Launching a community-wide effort to break down the barriers to success for low-income students
Six city mayors shown on stage at the Harvard Graduate School of Education

Even as various reform efforts have sought to address the inequities of educational outcomes in the United States — leading to some improvements in specific areas — deep and persistent gaps in opportunity and achievement remain.

Can schools alone close those gaps? The blunt answer, according to Professor Paul Reville and the Education Redesign Lab, is no. So what’s next? What are the resources and partnerships schools need to make sure that every child has a chance to succeed?

In teaming up with superintendents and mayors from six cities (Louisville, Kentucky; Oakland, California; Providence, Rhode Island; and Newton, Salem, and Somerville, Massachusetts), the Education Redesign Lab is looking for specific, research-based answers to those questions. The multi-year initiative, called By All Means: Redesigning Education to Restore Opportunity, aims to create comprehensive and linked systems for learning and wellbeing that help eliminate what Reville calls the “iron-law” connection between socioeconomic status and achievement.

This week, By All Means hosted the first of a planned series of national convenings to dig into these unrelenting inequities and share strategies to address them. Mayors from the six cities, along with education leaders from across the country, came together to start the process of rethinking local systems to better serve all students.

Here, Usable Knowledge provides a series of snapshots from their conversations, revealing the complexity of educational inequality at the local level.

**Provided data**
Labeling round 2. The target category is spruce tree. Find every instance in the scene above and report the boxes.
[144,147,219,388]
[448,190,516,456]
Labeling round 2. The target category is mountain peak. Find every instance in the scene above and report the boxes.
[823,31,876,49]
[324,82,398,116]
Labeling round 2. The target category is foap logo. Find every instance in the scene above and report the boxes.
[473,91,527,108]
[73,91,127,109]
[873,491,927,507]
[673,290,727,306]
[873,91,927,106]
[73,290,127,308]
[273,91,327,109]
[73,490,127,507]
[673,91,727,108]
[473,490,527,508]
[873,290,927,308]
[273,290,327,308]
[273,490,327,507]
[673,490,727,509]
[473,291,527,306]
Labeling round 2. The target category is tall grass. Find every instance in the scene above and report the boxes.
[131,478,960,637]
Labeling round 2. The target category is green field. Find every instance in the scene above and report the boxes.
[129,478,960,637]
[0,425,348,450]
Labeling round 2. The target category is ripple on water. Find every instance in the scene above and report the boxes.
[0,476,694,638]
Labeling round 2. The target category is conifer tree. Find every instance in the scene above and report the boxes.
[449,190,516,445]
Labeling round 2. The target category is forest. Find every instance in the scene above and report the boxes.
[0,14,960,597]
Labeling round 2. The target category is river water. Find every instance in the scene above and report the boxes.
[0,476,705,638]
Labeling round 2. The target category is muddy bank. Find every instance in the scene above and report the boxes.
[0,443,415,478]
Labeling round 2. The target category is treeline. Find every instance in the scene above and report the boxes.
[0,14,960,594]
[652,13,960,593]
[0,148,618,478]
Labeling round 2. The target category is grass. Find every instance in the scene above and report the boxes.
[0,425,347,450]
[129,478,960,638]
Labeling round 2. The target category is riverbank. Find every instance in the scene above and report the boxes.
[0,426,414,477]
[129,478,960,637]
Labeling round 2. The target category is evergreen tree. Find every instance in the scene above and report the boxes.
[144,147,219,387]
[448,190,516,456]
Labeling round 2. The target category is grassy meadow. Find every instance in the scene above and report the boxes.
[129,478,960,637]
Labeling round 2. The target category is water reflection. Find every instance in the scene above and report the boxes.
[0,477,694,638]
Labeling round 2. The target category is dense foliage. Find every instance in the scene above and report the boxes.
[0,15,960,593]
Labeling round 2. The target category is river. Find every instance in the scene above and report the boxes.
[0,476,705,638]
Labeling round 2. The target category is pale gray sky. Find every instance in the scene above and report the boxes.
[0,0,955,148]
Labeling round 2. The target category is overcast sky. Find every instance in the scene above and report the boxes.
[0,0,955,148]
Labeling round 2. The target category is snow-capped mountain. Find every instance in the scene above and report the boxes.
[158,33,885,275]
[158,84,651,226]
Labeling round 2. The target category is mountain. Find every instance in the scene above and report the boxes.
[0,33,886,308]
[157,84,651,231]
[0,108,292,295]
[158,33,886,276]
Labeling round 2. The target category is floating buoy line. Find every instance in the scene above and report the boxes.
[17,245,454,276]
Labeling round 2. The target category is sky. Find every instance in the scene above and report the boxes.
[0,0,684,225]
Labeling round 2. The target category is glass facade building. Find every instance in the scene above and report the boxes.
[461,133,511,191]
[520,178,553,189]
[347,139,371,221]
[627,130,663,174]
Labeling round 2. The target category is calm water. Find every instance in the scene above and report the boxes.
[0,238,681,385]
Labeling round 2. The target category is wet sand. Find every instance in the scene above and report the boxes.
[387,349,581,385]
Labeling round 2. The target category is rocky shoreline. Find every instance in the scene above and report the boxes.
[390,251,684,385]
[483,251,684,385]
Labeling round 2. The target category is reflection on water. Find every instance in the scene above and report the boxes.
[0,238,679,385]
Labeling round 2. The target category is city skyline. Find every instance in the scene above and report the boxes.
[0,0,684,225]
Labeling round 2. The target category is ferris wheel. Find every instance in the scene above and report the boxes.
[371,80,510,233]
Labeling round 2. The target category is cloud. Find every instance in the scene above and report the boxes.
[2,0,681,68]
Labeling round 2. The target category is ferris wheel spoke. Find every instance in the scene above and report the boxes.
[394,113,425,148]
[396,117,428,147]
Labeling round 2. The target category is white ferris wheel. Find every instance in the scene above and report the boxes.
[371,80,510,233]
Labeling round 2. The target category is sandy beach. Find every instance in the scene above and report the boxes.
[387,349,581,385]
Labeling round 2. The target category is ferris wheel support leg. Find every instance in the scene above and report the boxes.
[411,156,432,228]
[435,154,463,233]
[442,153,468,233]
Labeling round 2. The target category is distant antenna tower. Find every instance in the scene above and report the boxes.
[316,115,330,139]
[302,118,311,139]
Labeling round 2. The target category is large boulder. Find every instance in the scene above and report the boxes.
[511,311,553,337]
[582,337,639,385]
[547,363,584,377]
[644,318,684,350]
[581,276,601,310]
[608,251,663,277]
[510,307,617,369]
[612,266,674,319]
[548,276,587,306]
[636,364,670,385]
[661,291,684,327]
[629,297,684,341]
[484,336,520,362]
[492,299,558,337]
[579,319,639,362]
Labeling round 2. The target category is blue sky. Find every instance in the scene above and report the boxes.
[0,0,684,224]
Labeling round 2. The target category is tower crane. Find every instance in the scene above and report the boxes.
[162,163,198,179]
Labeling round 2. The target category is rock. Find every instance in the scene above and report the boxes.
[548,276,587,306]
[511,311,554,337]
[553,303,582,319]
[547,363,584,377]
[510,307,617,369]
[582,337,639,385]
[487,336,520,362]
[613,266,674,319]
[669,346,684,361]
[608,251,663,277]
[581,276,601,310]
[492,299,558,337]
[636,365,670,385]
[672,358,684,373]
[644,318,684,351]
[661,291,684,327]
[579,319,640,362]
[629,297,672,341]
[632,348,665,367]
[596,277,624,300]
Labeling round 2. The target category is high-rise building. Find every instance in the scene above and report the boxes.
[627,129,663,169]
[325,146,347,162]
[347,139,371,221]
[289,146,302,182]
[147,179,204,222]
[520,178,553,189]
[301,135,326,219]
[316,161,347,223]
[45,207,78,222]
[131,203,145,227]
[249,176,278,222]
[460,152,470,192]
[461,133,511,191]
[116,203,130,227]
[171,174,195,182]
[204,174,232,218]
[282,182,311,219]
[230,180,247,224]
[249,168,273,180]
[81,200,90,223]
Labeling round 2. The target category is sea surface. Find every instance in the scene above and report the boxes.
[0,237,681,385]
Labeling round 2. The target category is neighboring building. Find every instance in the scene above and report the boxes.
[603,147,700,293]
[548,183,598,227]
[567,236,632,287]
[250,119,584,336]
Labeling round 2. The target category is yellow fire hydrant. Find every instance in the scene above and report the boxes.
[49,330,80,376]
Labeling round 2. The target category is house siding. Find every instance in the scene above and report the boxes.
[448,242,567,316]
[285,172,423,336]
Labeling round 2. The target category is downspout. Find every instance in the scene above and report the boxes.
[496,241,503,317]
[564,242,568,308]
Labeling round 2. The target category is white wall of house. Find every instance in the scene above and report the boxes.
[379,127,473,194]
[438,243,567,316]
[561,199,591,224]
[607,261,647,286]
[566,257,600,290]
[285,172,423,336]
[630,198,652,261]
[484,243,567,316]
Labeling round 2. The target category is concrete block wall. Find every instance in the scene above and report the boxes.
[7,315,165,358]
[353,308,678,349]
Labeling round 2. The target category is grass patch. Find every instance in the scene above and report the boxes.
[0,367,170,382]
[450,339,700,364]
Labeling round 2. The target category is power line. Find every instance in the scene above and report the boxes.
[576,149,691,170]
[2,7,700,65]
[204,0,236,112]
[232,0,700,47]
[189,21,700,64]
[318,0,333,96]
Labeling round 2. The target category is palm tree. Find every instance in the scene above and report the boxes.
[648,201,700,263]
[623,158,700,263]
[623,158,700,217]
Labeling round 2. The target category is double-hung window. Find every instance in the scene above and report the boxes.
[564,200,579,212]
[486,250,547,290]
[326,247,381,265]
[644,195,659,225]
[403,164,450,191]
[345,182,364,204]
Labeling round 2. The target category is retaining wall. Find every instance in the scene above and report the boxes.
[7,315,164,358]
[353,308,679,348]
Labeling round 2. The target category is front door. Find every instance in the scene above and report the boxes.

**Work to complete**
• A. In the text on the By All Means initiative, what does Reville call the connection between socioeconomic status and achievement?
• B. Decide whether each statement agrees with the text on the By All Means initiative, answering yes or no and quoting the deciding words: (i) Reville and the Education Redesign Lab hold that schools alone can close the gaps. (ii) By All Means is a multi-year initiative. (iii) The convening held this week was the last in a series.

**The replies**
• A. He calls it the "iron-law" connection.

• B.
(i) No: "The blunt answer, according to Professor Paul Reville and the Education Redesign Lab, is no."
(ii) Yes: "The multi-year initiative, called By All Means"
(iii) No: "hosted the first of a planned series of national convenings"